*Consignes:*
1/ D'après le texte sur la justice et les affaires, pourquoi est-il risqué de s'attaquer aux affaires ? Répondez en une à trois phrases.
2/ Reprenez le texte sur la justice et les affaires juste après sa dernière phrase et poursuivez-le.

LA JUSTICE ! OUI MAIS POUR LES AUTRES

Par IDJABOU Bakari

A peine trois arrestations et la toile s’enflamme déjà, certains s’activent et le gel des dossiers devient une possibilité. Dans un pays où la corruption est la norme et la probité l’exception, « l’équilibre de la terreur » fait merveille et la justice peut être encore sacrifiée à l’autel du « msitirilano ». Pourtant, tout ce beau monde appelle à un Etat de droit. Mais qui en veut vraiment ?

Léger frémissement dans le marécage nauséabond des affaires juridico-politiques en déshérence. Trois personnes appartenant à des sociétés publiques, deux de Comores Télécom et une autre de la SNPSF ont été arrêtées. Un dossier qui prenait de la poussière, comme des centaines d’autres, et remonterait en 2011.

Aussitôt, la toile s’enflamme. A ceux qui veulent croire aux prémices d’une volonté nouvelle d’appliquer la loi, s’oppose une lecture de la conjoncture politique. Laquelle, sans la nier, met en exergue une autre réalité non avouable : s’attaquer aux affaires, c’est courir le risque de discréditer toute la cohorte de l’establishment, la même qui se succède au pouvoir depuis l’indépendance.

*Extraits des données:*
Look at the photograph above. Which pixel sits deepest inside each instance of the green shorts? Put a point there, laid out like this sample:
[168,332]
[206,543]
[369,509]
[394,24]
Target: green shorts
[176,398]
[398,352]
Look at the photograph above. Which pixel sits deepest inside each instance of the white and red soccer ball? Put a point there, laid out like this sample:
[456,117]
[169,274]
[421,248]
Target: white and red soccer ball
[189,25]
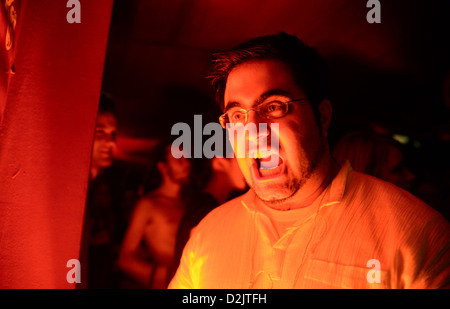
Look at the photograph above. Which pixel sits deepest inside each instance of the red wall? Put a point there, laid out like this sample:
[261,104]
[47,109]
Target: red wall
[49,110]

*Réponses par consigne:*
1/ S'attaquer aux affaires, c'est risquer de discréditer toute la cohorte de l'establishment. Il s'agit de ceux-là mêmes qui se succèdent au pouvoir depuis l'indépendance.

2/
Et comme la corruption est devenue un sport national, le plus populaire et le plus pratiqué assidument et ouvertement à tous les niveaux, « l’équilibre de la terreur » tient lieu d’assurance contre toute éventuelle poursuite judiciaire. Le principe étant que chacun connaissant les méfaits de l’autre, le silence est devenu le summum des vertus.

Pour autant, ces arrestations inquiètent. Ce qui n’était jusqu’alors que concept, la justice commence à sortir d’un sommeil profond. Le judiciaire pourrait redevenir ce troisième pouvoir tant espéré. Rien que cette perspective, certains en tremblent déjà. Parce qu’ils réalisent que si jamais « le tsunami » judiciaire s’abattait sur les îles, le nettoyage serait d’une ampleur inimaginable. La vague n’emporterait pas que les gros bonnets.

Or, la justice, tout le monde la veut bien. Le peuple comme les dirigeants la réclament haut et fort. Des héritiers de Mbaé Trambwé sur les places publiques, aux virtuoses du virtuel, en passant par les prestidigitateurs de la politique, elle fait l’unanimité.

A ceci près, qu’elle doit s’appliquer seulement aux autres. Sauf que compte tenu de la consanguinité intrinsèque à l’insularité et des relations interpersonnelles, l’autre n’est pas tout à fait un inconnu. Et ça change tout.

Dès lors, l’hymne à la justice est suspect. Après les constats d’Iki, les menaces de Boléro, que feront Azali et Fahmi ?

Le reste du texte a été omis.